### WHAT YOU NEED TO DO
Can you duplicate these lines of the material below, unchanged, starting at the line that contains "Indicate every instance of the wet" and continuing through the end of the material?
## start TASK DATA
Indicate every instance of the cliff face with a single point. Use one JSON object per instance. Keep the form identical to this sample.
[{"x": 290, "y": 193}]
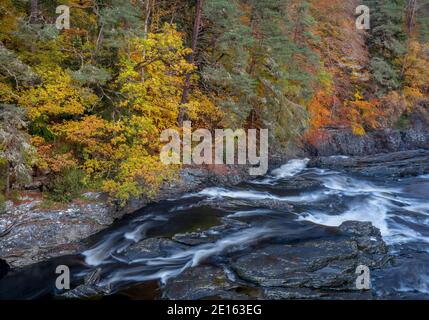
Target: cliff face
[{"x": 342, "y": 141}]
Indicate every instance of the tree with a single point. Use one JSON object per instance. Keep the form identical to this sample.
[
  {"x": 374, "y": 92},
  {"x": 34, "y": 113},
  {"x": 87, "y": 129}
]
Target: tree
[{"x": 191, "y": 59}]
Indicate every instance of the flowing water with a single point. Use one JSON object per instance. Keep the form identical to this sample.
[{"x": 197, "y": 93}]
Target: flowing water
[{"x": 314, "y": 198}]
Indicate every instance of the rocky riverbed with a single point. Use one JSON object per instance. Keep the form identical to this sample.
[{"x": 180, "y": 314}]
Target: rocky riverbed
[{"x": 300, "y": 232}]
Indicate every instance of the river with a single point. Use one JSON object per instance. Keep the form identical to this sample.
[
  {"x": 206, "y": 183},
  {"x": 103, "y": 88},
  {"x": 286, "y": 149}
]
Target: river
[{"x": 292, "y": 204}]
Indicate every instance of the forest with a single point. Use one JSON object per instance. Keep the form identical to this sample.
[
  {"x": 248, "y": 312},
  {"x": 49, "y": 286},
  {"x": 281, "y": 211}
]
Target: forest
[{"x": 82, "y": 108}]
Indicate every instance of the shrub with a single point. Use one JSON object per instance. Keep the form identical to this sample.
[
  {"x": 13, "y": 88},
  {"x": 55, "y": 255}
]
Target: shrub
[{"x": 67, "y": 185}]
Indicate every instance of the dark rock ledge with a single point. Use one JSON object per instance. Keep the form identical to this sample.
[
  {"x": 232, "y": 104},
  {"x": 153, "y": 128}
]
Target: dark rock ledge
[
  {"x": 30, "y": 233},
  {"x": 317, "y": 268}
]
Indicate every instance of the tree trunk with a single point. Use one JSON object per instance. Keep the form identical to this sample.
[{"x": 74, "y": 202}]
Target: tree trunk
[
  {"x": 7, "y": 178},
  {"x": 145, "y": 32},
  {"x": 34, "y": 12},
  {"x": 191, "y": 59},
  {"x": 411, "y": 13}
]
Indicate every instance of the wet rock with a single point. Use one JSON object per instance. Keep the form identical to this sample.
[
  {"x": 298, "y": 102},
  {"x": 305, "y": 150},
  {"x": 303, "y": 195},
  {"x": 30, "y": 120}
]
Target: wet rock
## end TASK DATA
### TASK RESPONSE
Indicate every instance of the wet rock with a single point. Use one JSON object per instance. Keep the form identical to this sample.
[
  {"x": 298, "y": 102},
  {"x": 305, "y": 150},
  {"x": 303, "y": 195},
  {"x": 30, "y": 120}
]
Target: wet rock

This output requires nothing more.